▶ _Aim of the exercise_: Give an exact transcription limited to the lines from the one with "of the thorn" through the end of the entries, including both; no pictures belong in it.

____ Source information

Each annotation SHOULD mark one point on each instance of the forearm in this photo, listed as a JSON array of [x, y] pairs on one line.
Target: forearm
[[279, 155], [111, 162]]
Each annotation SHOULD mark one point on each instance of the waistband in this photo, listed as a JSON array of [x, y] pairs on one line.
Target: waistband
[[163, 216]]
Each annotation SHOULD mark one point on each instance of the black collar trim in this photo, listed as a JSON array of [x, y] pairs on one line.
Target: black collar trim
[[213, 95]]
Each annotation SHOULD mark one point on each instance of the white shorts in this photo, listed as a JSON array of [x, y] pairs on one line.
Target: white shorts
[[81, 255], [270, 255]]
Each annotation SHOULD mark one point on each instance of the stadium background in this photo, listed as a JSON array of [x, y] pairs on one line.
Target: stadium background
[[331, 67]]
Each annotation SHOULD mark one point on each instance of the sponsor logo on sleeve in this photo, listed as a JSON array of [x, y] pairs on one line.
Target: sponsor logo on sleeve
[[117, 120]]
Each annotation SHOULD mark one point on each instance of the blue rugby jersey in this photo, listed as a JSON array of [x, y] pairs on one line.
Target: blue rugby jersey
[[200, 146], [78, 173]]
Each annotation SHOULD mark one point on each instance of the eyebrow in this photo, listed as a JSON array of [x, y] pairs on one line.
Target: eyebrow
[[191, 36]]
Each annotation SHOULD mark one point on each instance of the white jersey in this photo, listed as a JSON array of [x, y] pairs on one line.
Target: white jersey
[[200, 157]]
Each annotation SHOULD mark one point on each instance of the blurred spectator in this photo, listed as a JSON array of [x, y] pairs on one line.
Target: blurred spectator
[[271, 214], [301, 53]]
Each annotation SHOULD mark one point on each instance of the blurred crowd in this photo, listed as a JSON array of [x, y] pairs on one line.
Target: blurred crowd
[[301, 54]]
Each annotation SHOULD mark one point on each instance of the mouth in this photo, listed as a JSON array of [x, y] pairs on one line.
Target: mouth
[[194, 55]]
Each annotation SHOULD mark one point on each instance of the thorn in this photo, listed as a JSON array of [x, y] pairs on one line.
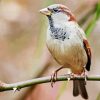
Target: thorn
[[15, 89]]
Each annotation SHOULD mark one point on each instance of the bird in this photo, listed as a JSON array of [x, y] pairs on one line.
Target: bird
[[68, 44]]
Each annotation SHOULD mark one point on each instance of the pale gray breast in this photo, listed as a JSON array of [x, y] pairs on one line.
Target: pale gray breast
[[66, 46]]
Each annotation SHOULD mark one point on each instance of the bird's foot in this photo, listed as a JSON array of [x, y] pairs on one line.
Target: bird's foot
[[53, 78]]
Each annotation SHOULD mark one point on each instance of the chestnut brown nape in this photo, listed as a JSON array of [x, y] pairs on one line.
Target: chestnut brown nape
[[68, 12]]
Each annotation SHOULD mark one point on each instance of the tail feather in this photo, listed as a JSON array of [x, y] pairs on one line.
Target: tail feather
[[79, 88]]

________

▶ _Task result_:
Each annotation SHOULD mark one point on each instance of the thorn in this photo, listed as a JSON array of [x, y] pairs on one line.
Target: thorn
[[15, 89]]
Each annotation SHOULD mark one point on each instance of the bird in this photo, listed as a JSON array of [x, y] pairs on one line.
Target: bird
[[68, 44]]
Each annotation SHOULD mark one point on each instance of the pale gray breast in this photo, listed as a JSON array of [x, y] pairs on one line.
Target: pale gray breast
[[66, 46]]
Each annotation SHOULD mark one point on each instance of the bird's foot in this photo, listed as a JSON array of [x, y] pairs on one line.
Target: bird's foot
[[53, 78]]
Each annotation SHOULD mark one point on each instance of the chestnut brown nape in this photo, listed as a JSON array of [x, y] pairs on one line.
Target: chestnut brown nape
[[68, 12]]
Each annotation SHOULD mark one point on each instance of the tail feather in this photo, listed as a JSON array of [x, y] pairs on one line.
Target: tail feather
[[79, 88]]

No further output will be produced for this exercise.